- Free-text object descriptions -

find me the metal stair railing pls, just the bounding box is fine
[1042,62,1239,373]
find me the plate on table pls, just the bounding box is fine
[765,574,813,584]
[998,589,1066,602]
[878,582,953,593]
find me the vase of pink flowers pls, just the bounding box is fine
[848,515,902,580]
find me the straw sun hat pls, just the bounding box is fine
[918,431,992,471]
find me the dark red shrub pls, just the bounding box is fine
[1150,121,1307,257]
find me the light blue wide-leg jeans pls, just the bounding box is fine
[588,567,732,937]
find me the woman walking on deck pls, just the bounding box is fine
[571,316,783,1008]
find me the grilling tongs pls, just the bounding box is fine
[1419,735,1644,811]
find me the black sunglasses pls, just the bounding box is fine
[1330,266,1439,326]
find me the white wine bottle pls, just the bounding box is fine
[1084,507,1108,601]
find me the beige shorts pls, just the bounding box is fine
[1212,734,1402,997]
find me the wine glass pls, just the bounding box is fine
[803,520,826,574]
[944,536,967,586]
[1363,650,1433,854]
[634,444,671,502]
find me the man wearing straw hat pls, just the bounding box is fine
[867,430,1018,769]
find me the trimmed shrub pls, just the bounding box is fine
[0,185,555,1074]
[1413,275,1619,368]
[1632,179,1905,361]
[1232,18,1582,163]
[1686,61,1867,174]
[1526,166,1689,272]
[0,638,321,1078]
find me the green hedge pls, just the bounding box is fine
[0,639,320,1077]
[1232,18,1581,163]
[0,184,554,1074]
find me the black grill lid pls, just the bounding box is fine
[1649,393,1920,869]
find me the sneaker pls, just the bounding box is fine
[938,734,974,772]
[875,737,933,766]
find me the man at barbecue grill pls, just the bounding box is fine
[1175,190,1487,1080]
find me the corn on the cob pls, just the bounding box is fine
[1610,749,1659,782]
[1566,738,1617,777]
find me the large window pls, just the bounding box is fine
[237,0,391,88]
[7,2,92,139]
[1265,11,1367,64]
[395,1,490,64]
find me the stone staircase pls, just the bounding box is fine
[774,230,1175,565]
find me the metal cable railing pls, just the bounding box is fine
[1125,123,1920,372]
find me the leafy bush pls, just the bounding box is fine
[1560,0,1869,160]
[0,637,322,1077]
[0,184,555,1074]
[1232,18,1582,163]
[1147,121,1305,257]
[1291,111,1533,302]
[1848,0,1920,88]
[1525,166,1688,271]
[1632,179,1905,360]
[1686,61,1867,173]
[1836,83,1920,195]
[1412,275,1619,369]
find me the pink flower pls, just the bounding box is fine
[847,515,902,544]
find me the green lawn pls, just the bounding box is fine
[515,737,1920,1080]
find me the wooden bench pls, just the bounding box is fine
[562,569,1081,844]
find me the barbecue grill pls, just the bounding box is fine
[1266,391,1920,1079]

- TASK -
The data should be written out again in full, exactly as it stands.

- RESPONSE AREA -
find me the metal stair railing pls, just the bounding box is fine
[1042,62,1239,373]
find me the plate on table pls, just the bounding box is fine
[765,574,813,584]
[998,589,1066,602]
[878,582,953,593]
find me the vase of pink flowers pls, just the bounding box is fine
[848,515,902,580]
find me the straw sun hat pls, just the bounding box is fine
[918,431,992,471]
find me the dark red shrub pls, just the bounding box is fine
[1150,121,1307,257]
find me the light blue wide-leg jeans pls, just the bounding box is fine
[588,567,732,937]
find me the woman walking on deck pls, just the bounding box is fine
[571,316,783,1008]
find me the grilling tongs pls, just the bounding box is fine
[1419,735,1644,811]
find me the black sunglasses pls, just the bounding box is fine
[1330,266,1439,326]
find me the white wine bottle pls, just the bounding box is fine
[1084,507,1108,601]
find me the beige shorts pls, just the bounding box is fine
[1212,734,1402,997]
find me the wine glass pls, just the bounding box is fine
[803,520,826,574]
[944,536,967,586]
[1363,650,1433,854]
[634,444,671,502]
find me the man wearing straw hat pls, just the bounding box is fine
[867,430,1018,769]
find me the trimmed shrub pls, just the bounding box is fine
[0,185,555,1074]
[1413,275,1619,368]
[1632,179,1905,361]
[1232,18,1582,163]
[1686,61,1867,174]
[1526,166,1689,272]
[0,638,321,1078]
find me the green hedge pls, just the bounding box is fine
[0,639,320,1077]
[1232,18,1581,163]
[0,184,554,1074]
find me the black grill lid pls, just the bounding box is fine
[1649,393,1920,869]
find me the sneaker pls, just the bounding box is fine
[938,734,974,772]
[875,737,933,766]
find me the man at barbecue grill pls, just the bounding box is fine
[1175,190,1487,1080]
find me the corn on the cob pls, just the bounding box is fine
[1610,749,1659,782]
[1566,738,1617,777]
find me the large window pls, just the bounding box is fine
[237,0,391,88]
[7,2,92,139]
[1265,11,1367,64]
[395,1,490,64]
find me the stone staircase pls, just the bounding box is fine
[774,230,1175,565]
find me the metal cable railing pls, just the bounding box is fine
[1125,123,1920,372]
find me the leafy bush pls, just the bounding box is fine
[1560,0,1869,160]
[0,637,322,1077]
[0,184,555,1074]
[1232,18,1582,163]
[1147,121,1305,257]
[1291,111,1533,302]
[1848,0,1920,88]
[1525,166,1688,271]
[1632,179,1905,360]
[1686,61,1867,173]
[1836,83,1920,195]
[1412,275,1619,369]
find me the pink flower pls, just the bounding box is fine
[847,515,902,544]
find me the green lawn pls, just the bounding box is fine
[515,737,1920,1080]
find me the wooden bench pls, just the bounding box is fine
[562,569,1081,844]
find me the barbecue grill pls, just the bounding box is fine
[1266,391,1920,1079]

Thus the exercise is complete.